«Kannst du mir helfen?»
Wir brauchen alle irgendwann Hilfe. Sei es bei einem Umzug zum Kistenschleppen, auf Arbeit, wenn wir bei einem Problem nicht mehr weiterwissen oder wenn wir uns aktuell, aufgrund von Corona bedingten Massnahmen, nicht wie gewohnt bewegen wollen oder dürfen. Irgendwann im Verlaufe unseres Lebens kommt jeder an einen Punkt, an dem er oder sie Unterstützung braucht.
Lieber nicht um Hilfe bitten
«Soll ich wirklich fragen?» Auch wenn Helfen etwas Alltägliches ist, empfinden viele die Frage danach als unangenehm. Lieber investieren wir dreimal so viel Zeit um etwas zu schaffen, anstatt die Worte «kannst du mir helfen» zu formulieren. Wir haben Angst davor eine Schwäche zu zeigen und uns dadurch Blösse zu geben. Zum einen befürchten wir, dass es unserm Ruf schadet, wenn wir etwas nicht selber schaffen. Wir haben Angst davor, was andere von uns denken. Zum anderen befürchten wir, dass unser Selbstwert geschwächt wird. Schliesslich muss ich mir eingestehen, dass ich Hilfe wünsche, wenn ich danach frage. Dem gegenüber steht die Grundeinstellung, alles selber schaffen zu müssen – und dass es schon irgendwie geht. Wieso soll ich also fragen? Schliesslich entsteht mit dem Fragen auch die unangenehme Möglichkeit, dass wir abgelehnt werden. Insbesondere wenn wir das Gefühl haben, dass die gefragte Person keine Zeit hat oder die Hilfe anstrengend sein könnte, erwarten wir eher ein «Nein». In der Angst vor Ablehnung vertrösten wir uns dann mit «damit will ich die Person nicht belästigen» und vermeiden die Frage.
Natürlich variieren beschriebene Befürchtungen von Person zu Person und sie sind vom Setting abhängig. Man kann jedoch beobachten, dass uns das Fragen um Hilfe schwerer fällt, als zu erwarten wäre. Hinzu kommt, dass nicht nur das Fragen, sondern auch das Annehmen von Hilfe, gar nicht so einfach ist.

==================================================

#### AUFGABEN ZUR ÜBUNG
1. Schreib den Auszug wörtlich ab, beginnend bei „Wir brauchen alle“ und endend bei „sie Unterstützung braucht.“.
2. Fasse den Absatz des Auszugs, der mit „«Soll ich wirklich fragen?»“ beginnt, als kurze Liste seiner wichtigsten Aussagen zusammen.

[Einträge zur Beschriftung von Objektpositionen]
==================================================

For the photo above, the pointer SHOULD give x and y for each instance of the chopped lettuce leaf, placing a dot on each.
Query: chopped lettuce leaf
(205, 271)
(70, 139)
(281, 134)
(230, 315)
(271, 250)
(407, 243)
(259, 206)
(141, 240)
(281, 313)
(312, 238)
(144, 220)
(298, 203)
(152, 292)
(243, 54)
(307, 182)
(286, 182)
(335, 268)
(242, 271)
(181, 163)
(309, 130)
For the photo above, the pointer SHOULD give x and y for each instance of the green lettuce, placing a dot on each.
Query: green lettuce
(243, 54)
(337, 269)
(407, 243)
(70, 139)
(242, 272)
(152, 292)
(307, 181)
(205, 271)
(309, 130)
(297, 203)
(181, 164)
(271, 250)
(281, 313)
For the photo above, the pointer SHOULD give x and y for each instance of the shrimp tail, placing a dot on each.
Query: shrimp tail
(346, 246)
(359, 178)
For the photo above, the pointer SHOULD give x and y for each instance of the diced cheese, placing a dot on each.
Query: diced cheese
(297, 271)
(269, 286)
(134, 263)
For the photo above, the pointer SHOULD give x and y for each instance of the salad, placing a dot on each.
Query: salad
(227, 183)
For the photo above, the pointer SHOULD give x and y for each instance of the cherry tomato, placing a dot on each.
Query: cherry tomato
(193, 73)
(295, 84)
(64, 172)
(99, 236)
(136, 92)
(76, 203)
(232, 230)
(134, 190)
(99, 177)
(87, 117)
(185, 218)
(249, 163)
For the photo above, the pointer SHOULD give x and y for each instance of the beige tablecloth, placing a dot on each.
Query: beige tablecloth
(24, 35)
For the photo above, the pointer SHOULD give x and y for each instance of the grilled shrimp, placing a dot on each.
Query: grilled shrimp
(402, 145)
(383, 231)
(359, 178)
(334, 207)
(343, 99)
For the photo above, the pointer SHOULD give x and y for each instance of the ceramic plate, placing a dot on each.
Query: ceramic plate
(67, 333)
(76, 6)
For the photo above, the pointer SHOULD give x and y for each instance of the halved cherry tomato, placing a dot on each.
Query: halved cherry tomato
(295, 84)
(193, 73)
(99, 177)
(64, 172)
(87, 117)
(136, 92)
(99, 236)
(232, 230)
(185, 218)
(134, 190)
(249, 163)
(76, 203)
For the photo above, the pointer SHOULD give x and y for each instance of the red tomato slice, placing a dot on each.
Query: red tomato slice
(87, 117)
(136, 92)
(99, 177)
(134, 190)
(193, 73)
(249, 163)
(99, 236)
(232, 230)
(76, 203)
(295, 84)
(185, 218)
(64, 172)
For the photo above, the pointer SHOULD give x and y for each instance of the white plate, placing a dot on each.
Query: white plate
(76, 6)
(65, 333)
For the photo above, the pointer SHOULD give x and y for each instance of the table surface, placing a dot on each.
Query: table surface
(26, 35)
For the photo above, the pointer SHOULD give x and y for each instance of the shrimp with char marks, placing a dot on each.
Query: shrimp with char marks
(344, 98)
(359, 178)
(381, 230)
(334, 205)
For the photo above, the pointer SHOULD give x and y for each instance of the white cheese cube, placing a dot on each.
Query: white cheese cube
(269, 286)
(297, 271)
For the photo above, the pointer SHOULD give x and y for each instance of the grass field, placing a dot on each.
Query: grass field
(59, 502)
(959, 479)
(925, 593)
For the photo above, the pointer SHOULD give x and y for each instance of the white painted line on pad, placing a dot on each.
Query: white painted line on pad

==================================================

#### LÖSUNGSLISTE
1.
Wir brauchen alle irgendwann Hilfe. Sei es bei einem Umzug zum Kistenschleppen, auf Arbeit, wenn wir bei einem Problem nicht mehr weiterwissen oder wenn wir uns aktuell, aufgrund von Corona bedingten Massnahmen, nicht wie gewohnt bewegen wollen oder dürfen. Irgendwann im Verlaufe unseres Lebens kommt jeder an einen Punkt, an dem er oder sie Unterstützung braucht.

2.
- Obwohl Helfen alltäglich ist, empfinden viele die Bitte um Hilfe als unangenehm und investieren lieber dreimal so viel Zeit, um etwas selbst zu schaffen.
- Wir haben Angst, Schwäche zu zeigen, und fürchten, dass es unserem Ruf schadet und was andere von uns denken.
- Wir fürchten auch, dass unser Selbstwert geschwächt wird, weil wir uns beim Fragen eingestehen müssen, Hilfe zu wünschen.
- Dem steht die Grundeinstellung gegenüber, alles selber schaffen zu müssen.
- Fragen birgt die Möglichkeit der Ablehnung, besonders wenn die Person keine Zeit zu haben scheint oder die Hilfe anstrengend sein könnte.
- Aus Angst vor Ablehnung sagen wir uns, wir wollten die Person nicht belästigen, und vermeiden die Frage.